- _Passage to read_
%%

I think all that's remaining is time in the community and stability. Once journals begin accepting it, I know I'll definitely try to submit in it.
I’m doing some postgraduate where I need to submit a paper written in the two column IEEE style. I’m pretty sure I spent 40% of my time last time fighting with a Word template, rather than producing content.
Much easier stack (I stopped installing Latex-stacks myself, and switched to Overleaf, because it was just too finicky). Much simpler language. Just works.
The open-source solutions we tried before were annoying (Used LaTeX, wkhtmltopdf, weasyprint in production and evaluated several more). To avoid that pain we asked some commercial PDF generator software for a quote, but the pricing was insane.
Have conferences that traditionally accepted latex source (and specified latex templates) started accepting typst as well?
Yes, https://typst.app/ is the official Typst app (part of how they make money).

%%

- _List of tasks_
**A.** In the discussion of Typst, why did the writers ask a commercial PDF generator for a quote? Answer in one to three sentences.
**B.** Based on the discussion of Typst, mark each statement yes or no and quote the words that decide it: (i) The person doing postgraduate work must submit a paper in the two-column IEEE style. (ii) The commercial PDF generator software was quoted at a reasonable price. (iii) https://typst.app/ is the official Typst app.
**C.** Write the next few sentences of the discussion of Typst, starting after its last sentence.
The material that follows comes from a separate source.

- _Dataset items_
%%

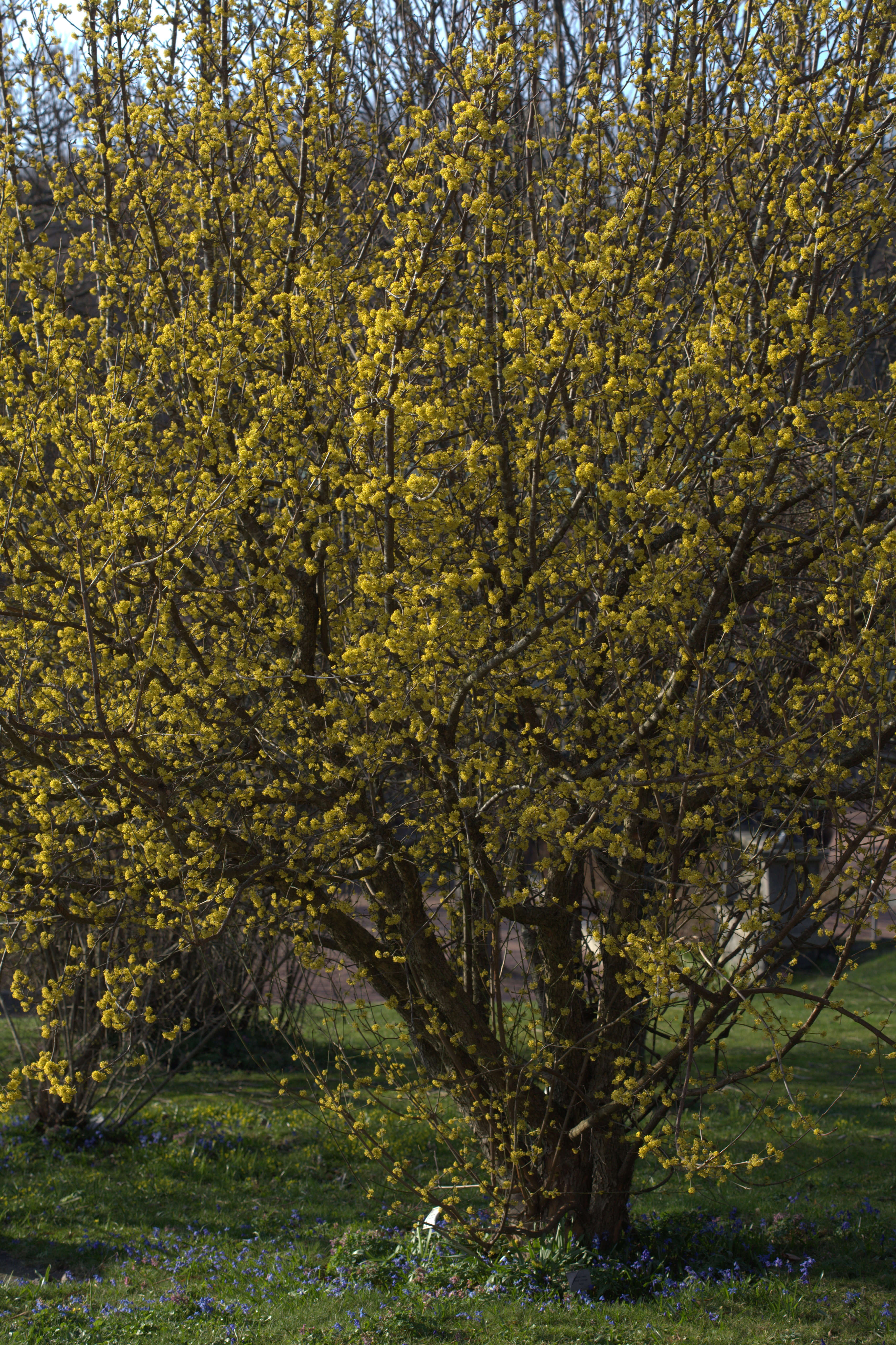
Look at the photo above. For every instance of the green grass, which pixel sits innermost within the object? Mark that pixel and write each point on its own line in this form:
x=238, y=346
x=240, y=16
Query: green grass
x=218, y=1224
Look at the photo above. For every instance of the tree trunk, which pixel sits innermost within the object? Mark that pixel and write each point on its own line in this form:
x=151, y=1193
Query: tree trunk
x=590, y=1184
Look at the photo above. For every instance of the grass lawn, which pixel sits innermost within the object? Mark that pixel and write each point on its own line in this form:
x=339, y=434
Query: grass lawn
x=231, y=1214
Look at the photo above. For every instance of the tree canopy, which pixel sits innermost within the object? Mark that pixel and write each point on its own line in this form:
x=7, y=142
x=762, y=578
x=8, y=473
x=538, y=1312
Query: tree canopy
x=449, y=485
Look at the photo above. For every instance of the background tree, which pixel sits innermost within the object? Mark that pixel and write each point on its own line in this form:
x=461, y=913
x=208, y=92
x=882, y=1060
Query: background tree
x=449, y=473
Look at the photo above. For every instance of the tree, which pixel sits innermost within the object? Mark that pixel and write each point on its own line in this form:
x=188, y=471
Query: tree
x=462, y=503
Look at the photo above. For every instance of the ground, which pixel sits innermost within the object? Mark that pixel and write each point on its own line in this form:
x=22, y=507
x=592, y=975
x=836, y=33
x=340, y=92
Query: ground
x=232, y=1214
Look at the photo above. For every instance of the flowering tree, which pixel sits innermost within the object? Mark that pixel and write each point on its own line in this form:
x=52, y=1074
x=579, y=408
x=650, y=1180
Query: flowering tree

%%
%%

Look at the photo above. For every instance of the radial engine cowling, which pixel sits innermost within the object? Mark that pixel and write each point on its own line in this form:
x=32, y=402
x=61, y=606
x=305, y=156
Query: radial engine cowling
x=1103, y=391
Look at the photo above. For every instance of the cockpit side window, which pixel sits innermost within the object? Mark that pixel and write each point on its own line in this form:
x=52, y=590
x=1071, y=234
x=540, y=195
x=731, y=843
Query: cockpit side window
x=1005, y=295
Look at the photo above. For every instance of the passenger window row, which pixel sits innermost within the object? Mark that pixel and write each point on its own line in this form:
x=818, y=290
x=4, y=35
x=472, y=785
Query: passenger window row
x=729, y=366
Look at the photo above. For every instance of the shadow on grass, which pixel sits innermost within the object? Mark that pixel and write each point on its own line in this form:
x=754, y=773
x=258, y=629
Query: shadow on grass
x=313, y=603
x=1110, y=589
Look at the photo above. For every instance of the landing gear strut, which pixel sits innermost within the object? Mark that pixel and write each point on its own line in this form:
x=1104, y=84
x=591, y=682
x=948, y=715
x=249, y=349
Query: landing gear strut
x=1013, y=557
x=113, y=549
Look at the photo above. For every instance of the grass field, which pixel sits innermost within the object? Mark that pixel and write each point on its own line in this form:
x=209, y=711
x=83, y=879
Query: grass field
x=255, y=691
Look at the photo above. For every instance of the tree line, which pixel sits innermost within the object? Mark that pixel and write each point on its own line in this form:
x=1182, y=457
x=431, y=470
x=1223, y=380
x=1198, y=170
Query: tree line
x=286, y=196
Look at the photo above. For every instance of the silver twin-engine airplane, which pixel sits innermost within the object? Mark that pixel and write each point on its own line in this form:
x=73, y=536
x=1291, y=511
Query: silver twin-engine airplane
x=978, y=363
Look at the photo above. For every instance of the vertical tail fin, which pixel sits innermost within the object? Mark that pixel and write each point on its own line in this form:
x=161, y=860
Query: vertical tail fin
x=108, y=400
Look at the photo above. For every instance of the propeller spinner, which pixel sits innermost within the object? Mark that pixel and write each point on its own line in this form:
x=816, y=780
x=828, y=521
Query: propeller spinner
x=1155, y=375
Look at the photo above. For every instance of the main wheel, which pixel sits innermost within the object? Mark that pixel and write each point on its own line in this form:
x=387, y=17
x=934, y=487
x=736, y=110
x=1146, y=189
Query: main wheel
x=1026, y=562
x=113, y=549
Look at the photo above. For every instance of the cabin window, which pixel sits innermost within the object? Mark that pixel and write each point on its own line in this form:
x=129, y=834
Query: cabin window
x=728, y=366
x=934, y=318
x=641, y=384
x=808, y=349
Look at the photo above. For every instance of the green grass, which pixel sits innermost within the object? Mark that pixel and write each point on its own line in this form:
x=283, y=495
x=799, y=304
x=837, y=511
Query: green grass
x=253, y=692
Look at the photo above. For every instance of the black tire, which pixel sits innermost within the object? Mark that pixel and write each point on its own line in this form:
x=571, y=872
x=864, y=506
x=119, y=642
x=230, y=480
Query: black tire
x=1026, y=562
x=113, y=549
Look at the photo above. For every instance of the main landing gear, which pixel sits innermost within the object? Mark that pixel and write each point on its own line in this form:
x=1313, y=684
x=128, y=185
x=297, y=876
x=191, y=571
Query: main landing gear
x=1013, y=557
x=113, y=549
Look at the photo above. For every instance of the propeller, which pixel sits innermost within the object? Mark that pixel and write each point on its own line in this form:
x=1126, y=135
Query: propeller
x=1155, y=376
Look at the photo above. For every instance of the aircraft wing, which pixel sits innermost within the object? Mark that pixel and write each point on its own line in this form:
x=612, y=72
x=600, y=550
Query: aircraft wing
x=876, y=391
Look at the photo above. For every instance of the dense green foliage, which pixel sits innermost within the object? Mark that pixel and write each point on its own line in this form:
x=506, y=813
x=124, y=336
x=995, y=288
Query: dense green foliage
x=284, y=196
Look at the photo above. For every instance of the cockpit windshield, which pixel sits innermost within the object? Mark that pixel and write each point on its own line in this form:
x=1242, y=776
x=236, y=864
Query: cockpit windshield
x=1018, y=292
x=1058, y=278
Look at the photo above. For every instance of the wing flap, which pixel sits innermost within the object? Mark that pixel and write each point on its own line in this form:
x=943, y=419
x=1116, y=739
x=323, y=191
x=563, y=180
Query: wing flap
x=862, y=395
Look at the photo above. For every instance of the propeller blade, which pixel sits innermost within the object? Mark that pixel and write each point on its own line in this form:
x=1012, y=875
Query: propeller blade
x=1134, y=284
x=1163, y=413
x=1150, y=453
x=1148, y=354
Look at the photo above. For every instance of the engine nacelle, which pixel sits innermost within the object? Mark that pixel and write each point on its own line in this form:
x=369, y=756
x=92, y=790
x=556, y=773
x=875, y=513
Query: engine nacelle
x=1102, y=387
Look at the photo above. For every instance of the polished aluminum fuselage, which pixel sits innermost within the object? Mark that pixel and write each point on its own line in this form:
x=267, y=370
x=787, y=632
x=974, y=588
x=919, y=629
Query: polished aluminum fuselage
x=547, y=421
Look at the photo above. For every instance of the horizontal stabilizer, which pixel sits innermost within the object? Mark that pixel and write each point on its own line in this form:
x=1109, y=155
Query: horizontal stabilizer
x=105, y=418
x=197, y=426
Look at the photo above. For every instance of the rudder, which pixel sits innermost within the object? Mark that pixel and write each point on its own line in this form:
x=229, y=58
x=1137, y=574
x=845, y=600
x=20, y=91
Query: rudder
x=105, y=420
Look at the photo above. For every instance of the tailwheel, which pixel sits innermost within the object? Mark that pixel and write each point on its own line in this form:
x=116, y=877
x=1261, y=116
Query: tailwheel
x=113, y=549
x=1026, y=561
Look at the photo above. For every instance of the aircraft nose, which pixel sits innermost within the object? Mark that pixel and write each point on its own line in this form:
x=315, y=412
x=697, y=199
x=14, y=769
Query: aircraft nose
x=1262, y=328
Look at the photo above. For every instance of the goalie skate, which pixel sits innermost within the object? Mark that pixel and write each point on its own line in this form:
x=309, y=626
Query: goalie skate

%%
%%

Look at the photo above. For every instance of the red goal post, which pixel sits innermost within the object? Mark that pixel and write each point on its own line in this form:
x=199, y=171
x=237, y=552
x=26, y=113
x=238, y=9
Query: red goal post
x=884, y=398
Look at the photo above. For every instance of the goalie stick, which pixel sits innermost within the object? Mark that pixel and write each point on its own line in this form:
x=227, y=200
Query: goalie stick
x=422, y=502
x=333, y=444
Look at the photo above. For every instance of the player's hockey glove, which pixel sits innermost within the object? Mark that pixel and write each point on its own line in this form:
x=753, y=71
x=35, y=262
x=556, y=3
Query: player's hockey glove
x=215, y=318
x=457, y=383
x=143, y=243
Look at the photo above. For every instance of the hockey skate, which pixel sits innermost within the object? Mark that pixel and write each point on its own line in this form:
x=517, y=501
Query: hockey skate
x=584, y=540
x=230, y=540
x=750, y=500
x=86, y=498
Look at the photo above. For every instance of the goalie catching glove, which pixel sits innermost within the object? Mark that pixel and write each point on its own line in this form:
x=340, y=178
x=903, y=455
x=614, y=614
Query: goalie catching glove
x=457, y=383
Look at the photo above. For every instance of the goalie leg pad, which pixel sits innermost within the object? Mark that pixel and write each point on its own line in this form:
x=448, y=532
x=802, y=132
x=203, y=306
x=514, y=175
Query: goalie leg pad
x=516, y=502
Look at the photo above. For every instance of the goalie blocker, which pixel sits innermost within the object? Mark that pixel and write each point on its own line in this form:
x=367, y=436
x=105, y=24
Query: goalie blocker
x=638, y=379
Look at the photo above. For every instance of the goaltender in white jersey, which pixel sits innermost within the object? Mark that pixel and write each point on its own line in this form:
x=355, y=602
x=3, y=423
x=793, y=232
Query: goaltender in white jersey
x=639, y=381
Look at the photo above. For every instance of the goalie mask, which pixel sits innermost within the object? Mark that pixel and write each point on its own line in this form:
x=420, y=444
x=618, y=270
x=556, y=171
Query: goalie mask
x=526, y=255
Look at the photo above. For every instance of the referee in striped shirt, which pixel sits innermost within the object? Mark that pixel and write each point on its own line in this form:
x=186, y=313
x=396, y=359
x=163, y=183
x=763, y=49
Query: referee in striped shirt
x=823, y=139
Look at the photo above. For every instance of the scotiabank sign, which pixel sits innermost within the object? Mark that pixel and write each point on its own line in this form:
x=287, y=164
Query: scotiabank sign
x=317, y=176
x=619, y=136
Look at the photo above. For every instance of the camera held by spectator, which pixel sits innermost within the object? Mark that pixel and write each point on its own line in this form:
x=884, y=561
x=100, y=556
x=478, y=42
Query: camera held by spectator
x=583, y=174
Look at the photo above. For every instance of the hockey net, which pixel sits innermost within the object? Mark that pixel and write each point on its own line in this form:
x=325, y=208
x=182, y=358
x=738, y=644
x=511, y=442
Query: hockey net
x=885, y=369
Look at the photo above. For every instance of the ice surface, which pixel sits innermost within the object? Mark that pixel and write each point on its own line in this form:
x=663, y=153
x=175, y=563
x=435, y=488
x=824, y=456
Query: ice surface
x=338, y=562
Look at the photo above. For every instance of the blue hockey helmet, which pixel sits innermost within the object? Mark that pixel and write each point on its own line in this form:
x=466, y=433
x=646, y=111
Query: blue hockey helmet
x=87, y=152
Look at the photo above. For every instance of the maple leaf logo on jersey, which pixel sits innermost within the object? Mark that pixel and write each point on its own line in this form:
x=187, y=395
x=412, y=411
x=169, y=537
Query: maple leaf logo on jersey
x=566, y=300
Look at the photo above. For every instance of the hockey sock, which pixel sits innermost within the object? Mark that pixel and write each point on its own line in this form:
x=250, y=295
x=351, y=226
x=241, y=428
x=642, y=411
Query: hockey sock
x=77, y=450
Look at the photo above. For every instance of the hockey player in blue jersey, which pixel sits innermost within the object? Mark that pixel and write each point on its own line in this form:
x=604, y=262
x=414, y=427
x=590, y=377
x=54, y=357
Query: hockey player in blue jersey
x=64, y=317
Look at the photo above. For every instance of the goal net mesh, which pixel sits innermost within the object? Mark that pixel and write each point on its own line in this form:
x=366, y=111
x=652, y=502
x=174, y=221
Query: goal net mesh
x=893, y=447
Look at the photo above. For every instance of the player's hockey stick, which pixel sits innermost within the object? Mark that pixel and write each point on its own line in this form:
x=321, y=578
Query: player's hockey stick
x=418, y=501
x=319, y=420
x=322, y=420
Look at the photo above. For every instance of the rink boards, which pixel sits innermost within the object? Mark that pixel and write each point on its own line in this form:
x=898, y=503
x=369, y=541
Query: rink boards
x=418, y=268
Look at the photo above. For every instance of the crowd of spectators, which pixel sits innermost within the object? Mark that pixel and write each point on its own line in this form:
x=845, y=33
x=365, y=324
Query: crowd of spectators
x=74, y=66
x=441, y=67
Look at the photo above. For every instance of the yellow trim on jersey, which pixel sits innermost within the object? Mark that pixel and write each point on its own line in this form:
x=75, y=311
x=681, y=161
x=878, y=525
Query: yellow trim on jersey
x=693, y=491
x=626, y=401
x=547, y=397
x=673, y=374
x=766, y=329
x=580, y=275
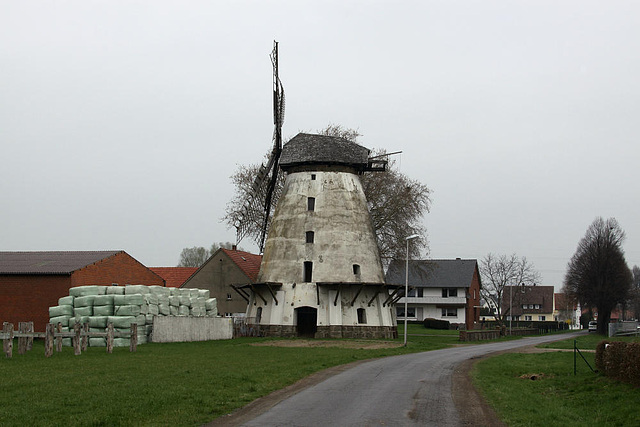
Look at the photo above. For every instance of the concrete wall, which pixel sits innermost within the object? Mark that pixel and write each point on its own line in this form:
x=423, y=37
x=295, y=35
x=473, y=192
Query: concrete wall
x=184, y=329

%%

- _Set of answers_
**A.** They had found the open-source solutions they tried before annoying, including LaTeX, wkhtmltopdf and weasyprint, which they had used in production. They asked for the quote to avoid that pain.

**B.**
(i) Yes: "I need to submit a paper written in the two column IEEE style."
(ii) No: "the pricing was insane."
(iii) Yes: "https://typst.app/ is the official Typst app"

**C.**
> Have conferences that traditionally accepted latex source (and specified latex templates) started accepting typst as well?
Very few by now.
Recent LaTeX versions started to be able to do it, it'd be a shame if people started switching over just when LaTeX finally started pulling their accessibility act together.
I use typst to format sheet music. Given a folder of PDFs, I currently have a script that generates a booklet of music for each person in the ensemble. Hopefully now I can just run a single typst file which outputs multiple PDFs.
Also using it to generate printable programs for concerts: https://concert-programs.projects.jaygoel.com/
I’m seriously considering rewriting it in Typst at some point. It probably would not be that hard, and I’d likely get much faster builds with far fewer dependencies.
I see many folks saying you're producing beautiful PDFs. How are you dealing with design?
So imo in terms of scientific writing it's pretty off the mark
I have been waiting on this one for years now. Great work.
Tree-structured documents in a live (WYSIWYG) typesetter with a programmable editor are possible, as is demonstrated by https://texmacs.org (https://www.texmacs.org/tmweb/home/videos.en.html if you don't have it installed).
I don’t know what this is intended to mean.
“a live (WYSIWYG) typesetter”
I don’t like this mode of interaction. No, thanks.
Typst is fast enough to provide a live preview, and I can use Vim or any editor I want, along with my choice of PDF viewer.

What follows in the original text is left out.